## Consegna 1
Nel brano sulla pochezza di una generazione, in quali ambiti si manifesta la mancata presa di posizione?
## Consegna 2
Prosegua il brano sulla pochezza di una generazione a partire dall'ultima frase riportata.

La grande pochezza

Danilo Santinelli, Bathers (particolare), 1996

 

In questo intervento vorrei affrontare l’imbarazzante problema che attanaglia un’intera generazione, la mia, e che ritengo affetta da una disarmante pochezza.

Una pochezza espressa soprattutto nell’assenza e dunque in realtà non espressa, seppure concreta ed esistenziale che si manifesta in una mancata presa di posizione su ogni aspetto della vita civile e morale. Una generazione non pervenuta, che non dichiara, né si dichiara. Un’assenza non innocua, la cui colpa della responsabilità declinata riecheggia come eco nel vuoto da lei creato, riverberandosi sulle successive generazioni che pagano lo scotto del nostro disimpegno civico e morale.

Questa pochezza si palesa in ogni aspetto del quotidiano.

## Sezione dati
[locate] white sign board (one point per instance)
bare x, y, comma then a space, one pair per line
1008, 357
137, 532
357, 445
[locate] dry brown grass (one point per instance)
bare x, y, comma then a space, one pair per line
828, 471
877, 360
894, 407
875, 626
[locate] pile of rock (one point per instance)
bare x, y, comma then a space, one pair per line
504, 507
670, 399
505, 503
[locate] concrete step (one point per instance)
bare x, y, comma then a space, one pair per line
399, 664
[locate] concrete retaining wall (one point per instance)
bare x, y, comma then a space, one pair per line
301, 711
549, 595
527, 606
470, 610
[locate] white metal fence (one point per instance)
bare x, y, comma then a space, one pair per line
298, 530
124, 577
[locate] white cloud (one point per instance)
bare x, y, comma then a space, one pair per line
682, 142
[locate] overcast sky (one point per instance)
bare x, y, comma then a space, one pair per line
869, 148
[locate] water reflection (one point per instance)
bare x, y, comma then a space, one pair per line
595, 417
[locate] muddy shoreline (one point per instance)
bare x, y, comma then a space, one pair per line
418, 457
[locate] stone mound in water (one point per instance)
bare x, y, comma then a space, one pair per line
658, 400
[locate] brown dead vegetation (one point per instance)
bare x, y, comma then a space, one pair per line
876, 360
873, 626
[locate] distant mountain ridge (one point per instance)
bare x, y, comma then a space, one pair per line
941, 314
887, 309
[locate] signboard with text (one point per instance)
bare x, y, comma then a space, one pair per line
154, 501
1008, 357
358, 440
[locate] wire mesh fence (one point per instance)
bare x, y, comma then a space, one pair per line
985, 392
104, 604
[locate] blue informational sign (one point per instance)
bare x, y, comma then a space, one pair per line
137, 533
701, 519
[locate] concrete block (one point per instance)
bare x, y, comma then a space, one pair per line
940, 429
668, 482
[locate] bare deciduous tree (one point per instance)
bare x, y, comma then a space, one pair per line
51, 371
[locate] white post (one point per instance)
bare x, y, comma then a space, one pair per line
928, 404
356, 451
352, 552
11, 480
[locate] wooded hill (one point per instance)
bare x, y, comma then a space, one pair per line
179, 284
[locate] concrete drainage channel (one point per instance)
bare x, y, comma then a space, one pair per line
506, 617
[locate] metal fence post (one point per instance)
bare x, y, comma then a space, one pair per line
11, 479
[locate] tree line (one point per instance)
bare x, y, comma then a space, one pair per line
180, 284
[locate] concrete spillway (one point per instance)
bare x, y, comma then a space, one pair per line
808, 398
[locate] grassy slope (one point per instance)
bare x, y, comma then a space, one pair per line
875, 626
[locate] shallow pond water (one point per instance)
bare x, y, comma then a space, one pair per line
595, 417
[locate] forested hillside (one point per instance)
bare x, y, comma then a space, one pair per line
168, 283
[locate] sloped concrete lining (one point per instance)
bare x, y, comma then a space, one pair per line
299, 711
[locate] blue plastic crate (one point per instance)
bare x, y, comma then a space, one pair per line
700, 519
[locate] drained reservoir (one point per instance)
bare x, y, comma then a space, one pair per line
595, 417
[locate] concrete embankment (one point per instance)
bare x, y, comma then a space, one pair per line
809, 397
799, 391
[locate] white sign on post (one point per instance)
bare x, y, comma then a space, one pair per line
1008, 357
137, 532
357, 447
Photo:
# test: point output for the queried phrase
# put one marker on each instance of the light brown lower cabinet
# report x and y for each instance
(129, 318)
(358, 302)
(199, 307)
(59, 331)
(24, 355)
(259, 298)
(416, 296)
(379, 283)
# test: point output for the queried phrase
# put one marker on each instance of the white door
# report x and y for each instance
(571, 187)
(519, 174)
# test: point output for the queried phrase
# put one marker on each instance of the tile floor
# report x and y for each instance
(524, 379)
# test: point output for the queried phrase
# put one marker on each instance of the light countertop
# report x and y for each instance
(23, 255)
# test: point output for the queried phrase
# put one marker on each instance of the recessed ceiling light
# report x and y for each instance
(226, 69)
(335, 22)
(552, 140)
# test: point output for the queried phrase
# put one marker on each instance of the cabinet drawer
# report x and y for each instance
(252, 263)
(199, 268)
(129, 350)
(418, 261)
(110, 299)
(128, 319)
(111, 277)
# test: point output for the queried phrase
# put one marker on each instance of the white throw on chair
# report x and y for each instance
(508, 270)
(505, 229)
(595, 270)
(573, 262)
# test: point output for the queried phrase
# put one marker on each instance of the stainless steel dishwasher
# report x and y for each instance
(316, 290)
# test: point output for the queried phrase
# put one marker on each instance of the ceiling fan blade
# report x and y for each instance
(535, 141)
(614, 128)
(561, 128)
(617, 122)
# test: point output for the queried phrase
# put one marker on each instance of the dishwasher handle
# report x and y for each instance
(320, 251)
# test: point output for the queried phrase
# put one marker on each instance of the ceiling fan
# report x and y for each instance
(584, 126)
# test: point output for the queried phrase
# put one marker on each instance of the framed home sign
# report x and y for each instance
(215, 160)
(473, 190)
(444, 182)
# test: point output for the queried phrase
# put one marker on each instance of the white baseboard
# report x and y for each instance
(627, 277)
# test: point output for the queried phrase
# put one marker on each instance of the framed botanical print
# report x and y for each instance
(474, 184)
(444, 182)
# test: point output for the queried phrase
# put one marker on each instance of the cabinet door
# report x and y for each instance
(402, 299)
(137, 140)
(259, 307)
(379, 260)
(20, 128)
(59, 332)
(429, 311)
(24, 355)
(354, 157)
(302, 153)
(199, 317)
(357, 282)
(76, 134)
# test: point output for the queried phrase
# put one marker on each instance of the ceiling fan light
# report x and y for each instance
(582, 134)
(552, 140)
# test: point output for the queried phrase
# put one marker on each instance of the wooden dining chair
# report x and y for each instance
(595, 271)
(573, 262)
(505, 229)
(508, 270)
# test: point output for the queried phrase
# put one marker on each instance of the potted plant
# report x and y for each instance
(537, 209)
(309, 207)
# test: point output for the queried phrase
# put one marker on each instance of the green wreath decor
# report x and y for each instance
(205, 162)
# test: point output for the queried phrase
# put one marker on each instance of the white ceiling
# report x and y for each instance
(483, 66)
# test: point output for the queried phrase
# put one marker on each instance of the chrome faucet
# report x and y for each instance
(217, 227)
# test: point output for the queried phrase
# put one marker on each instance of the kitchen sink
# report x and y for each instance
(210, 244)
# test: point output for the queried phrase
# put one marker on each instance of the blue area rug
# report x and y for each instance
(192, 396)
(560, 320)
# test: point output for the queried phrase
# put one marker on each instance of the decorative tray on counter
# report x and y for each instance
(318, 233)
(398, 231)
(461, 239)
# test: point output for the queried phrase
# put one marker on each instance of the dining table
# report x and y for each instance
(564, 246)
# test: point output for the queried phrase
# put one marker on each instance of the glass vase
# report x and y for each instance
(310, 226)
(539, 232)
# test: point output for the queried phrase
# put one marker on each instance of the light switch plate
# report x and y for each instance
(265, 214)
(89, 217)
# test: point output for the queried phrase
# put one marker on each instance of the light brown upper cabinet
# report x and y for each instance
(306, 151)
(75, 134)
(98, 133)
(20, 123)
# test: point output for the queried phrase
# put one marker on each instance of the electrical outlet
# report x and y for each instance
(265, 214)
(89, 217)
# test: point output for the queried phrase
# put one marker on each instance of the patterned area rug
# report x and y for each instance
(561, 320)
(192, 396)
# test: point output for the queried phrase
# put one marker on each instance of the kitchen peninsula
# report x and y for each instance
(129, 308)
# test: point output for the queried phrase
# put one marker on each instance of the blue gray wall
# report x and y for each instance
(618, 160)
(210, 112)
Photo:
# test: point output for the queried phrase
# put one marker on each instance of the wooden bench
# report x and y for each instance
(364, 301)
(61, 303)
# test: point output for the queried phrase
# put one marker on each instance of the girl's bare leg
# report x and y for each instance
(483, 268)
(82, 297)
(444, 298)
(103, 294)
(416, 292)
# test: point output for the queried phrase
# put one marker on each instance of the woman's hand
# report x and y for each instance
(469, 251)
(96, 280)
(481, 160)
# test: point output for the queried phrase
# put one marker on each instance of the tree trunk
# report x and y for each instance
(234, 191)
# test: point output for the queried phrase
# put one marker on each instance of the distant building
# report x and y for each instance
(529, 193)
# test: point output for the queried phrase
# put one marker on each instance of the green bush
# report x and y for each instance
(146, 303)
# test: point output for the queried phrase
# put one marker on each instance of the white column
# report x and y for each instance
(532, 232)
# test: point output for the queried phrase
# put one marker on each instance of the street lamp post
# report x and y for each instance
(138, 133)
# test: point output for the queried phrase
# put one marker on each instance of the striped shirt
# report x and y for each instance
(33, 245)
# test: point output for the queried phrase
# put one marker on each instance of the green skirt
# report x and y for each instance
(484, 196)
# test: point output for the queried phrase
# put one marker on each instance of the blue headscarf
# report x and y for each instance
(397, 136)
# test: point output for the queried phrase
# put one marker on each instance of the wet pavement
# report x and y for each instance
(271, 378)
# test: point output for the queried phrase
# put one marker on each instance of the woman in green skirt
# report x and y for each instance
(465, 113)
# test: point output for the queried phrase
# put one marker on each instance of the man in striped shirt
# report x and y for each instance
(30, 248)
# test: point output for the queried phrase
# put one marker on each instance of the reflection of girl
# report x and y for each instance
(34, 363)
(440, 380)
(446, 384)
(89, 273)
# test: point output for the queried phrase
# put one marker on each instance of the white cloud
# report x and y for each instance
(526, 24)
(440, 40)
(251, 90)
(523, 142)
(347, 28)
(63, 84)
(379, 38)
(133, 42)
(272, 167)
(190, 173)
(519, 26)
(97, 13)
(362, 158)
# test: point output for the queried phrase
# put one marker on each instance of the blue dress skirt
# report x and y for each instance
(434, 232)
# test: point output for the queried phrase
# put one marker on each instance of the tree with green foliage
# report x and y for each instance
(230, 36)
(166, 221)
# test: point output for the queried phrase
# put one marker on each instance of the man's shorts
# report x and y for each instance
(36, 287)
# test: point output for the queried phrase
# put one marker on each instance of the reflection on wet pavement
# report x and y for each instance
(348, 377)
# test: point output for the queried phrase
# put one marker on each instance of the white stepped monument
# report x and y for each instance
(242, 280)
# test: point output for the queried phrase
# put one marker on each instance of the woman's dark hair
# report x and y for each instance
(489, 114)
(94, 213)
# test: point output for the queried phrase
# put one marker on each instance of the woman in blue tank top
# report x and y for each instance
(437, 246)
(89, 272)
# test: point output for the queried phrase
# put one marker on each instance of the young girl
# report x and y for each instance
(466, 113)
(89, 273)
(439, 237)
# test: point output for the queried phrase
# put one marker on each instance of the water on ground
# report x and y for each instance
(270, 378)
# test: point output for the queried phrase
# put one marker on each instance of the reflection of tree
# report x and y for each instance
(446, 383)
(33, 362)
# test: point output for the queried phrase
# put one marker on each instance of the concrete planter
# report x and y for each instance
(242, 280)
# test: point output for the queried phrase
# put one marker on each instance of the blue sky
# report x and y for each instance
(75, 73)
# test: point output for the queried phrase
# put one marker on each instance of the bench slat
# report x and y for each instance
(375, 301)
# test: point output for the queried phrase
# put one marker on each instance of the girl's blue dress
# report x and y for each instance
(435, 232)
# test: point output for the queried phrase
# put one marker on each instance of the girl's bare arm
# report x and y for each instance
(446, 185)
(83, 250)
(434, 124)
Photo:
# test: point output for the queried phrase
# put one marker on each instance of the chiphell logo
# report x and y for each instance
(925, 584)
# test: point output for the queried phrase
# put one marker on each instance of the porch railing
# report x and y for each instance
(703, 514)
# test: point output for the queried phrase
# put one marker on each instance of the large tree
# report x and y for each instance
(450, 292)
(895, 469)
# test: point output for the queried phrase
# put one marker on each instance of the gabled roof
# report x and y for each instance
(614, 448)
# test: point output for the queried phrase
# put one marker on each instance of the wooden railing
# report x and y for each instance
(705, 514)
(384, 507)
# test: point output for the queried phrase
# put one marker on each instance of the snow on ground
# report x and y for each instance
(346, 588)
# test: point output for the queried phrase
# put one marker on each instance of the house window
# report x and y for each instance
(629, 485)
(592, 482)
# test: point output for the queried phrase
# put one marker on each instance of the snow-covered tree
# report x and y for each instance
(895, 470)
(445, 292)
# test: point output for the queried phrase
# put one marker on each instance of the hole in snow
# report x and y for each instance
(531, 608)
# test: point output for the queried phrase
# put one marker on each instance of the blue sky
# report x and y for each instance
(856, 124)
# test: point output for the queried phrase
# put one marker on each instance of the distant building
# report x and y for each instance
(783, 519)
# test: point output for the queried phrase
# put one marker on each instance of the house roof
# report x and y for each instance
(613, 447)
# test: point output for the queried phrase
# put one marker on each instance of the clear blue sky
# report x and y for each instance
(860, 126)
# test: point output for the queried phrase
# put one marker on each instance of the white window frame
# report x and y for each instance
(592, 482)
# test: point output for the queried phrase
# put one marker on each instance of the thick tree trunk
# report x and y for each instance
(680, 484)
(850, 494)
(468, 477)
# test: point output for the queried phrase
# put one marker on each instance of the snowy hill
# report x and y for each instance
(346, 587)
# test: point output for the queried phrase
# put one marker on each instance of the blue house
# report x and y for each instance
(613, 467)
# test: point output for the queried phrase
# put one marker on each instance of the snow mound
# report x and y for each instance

## Risposta scritta 1
In ogni aspetto della vita civile e morale.

## Risposta scritta 2
In politica, ad esempio, si manifesta con particolare vigore sui social networks, in un susseguirsi inarrestabile di sproloqui e piagnistei, ricchi di arroganza e acredine, dettati da un insuperabile senso d’impotenza generato da pigrizia e incapacità. Scevro da ogni concretezza naufraga nella marea dei post, accresciuti dalle condivisioni che innalzano l’onda del delirio, come uno tsunami che ricadendo spazza via le poche sacche di resistenza del buon senso e della ricerca costante e documentata. E così, i cosiddetti movimenti post-ideologici si piegano sotto le macerie della mancata progettualità temporale, che partendo da ragioni storiche, conducono ad analisi del presente, sino a divenire ipotesi di futuro. Allora, rancore e frustrazione si accrescono, spingendo i pensieri laterali, accecati dal terrore e dall’odio, ad assegnare responsabilità ad altri pur di non assumerci le nostre e purché, questi altri, siano infinitamente più deboli di noi, poiché chi determina il panorama economico con il nostro avvallo è molto più potente e la nostra ignavia non ci consente nemmeno di confessarci la nostra debolezza, figuriamoci di opporci a costoro. Del resto siamo figli del pensiero postmoderno che ha interrotto ogni linea temporale, consegnandoci a una condizione patologica a metà tra la schizofrenia e il capriccioso infantilismo, pur non avendo l’innocenza dell’infante o del malato. E la rincorsa alla figura forte e risolutiva diviene cliché internazionale, salvo poi l’immancabile sopravvento della disillusione che reca con sé accresciuto livore e frustrazione. E così via, in una spirale che precipita sempre più in una follia che non vuole ascoltar ragioni, preda solo dell’odio.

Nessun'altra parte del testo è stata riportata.